That’s not to say there aren’t elements of Batsch’s proficiency to be admired. The verses of opening track ‘Celina’ are wonderfully funky, and the little lead in to its ending plays like a fun spirited mid -song break down jam. Unfortunately the choruses do the rest of the song no justice, and it simply fizzles out, lesser than the sum of its parts.

‘22’ is a house built on Joe Carvell’s scuttling bass line, dancing between a suitably restrained drum beat, both of which are deserving of much more than the stunted vocals that unfortunately smother the successes not only of this track, but the majority of Collar. It is the big bad wolf of this record, coming to huff and puff and blow these songs down. It’s a silly thing to lose a record to; it’s a silly thing to not be able to get over. It’s a silly thing to weave into an analogy regarding the 3 Little Pigs, but that is what has just happened. And for the former, that’s what the case is. (I’m the guy who can’t listen to the majority of Joy Division’s output because Ian Curtis’ vocals sound like a badly tune strained bass playing a second bass line though, so what do I know, right?)

▶ _Work to do_
Write out the album review from "That’s not to" up to and including "of its parts.", switching "funky" to "groovy".

▶ _Extracted data_
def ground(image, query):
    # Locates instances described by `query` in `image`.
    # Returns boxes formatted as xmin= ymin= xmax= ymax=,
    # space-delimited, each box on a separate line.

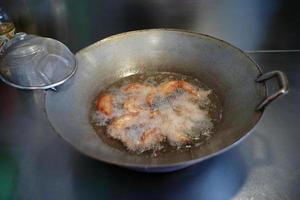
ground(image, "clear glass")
xmin=0 ymin=33 xmax=76 ymax=89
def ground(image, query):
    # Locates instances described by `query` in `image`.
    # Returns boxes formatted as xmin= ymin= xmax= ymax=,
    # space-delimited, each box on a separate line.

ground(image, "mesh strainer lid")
xmin=0 ymin=33 xmax=76 ymax=89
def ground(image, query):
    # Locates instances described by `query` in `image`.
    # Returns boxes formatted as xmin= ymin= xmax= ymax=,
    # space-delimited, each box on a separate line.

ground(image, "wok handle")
xmin=256 ymin=70 xmax=289 ymax=110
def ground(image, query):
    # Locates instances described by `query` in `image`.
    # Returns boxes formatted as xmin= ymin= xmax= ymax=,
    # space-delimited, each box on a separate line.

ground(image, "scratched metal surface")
xmin=0 ymin=0 xmax=300 ymax=200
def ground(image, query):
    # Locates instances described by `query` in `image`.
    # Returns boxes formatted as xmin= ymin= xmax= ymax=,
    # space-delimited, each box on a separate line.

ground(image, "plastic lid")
xmin=0 ymin=33 xmax=77 ymax=89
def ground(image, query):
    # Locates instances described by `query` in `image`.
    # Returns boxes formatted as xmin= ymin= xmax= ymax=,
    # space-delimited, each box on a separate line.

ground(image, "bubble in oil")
xmin=90 ymin=73 xmax=222 ymax=156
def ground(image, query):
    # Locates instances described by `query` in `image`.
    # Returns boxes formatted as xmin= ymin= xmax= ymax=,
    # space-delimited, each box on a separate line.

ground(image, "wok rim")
xmin=45 ymin=28 xmax=268 ymax=171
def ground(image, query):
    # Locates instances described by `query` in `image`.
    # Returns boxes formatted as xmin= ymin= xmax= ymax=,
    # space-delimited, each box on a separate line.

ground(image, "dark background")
xmin=0 ymin=0 xmax=300 ymax=52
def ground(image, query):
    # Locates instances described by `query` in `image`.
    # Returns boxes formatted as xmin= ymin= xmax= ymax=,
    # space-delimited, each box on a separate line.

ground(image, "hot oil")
xmin=90 ymin=72 xmax=222 ymax=156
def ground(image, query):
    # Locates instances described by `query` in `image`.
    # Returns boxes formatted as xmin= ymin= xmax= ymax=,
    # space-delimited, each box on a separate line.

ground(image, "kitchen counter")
xmin=0 ymin=50 xmax=300 ymax=200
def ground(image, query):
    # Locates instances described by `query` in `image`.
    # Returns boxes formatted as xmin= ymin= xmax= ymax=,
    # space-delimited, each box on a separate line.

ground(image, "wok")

▶ _Response_
That’s not to say there aren’t elements of Batsch’s proficiency to be admired. The verses of opening track ‘Celina’ are wonderfully groovy, and the little lead in to its ending plays like a fun spirited mid -song break down jam. Unfortunately the choruses do the rest of the song no justice, and it simply fizzles out, lesser than the sum of its parts.